-- RECORD SET start --
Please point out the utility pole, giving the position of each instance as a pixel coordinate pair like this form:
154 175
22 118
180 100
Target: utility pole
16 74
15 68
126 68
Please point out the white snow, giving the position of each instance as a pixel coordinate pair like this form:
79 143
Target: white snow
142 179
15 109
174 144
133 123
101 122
-- RECORD SET end --
▸ **EXERCISE INSTRUCTIONS**: Copy every line of the records above without any changes, keeping them in their original order.

▸ **RESPONSE TO THE EXERCISE**:
Please point out the utility pole, giving the position of each instance as a pixel coordinate pair like this form:
154 175
22 118
180 100
Target: utility pole
16 74
15 68
126 68
Please point out the white snow, giving the position of each instance as a pixel coordinate pair like this form:
79 143
Target: white snow
142 179
15 109
174 144
133 123
101 122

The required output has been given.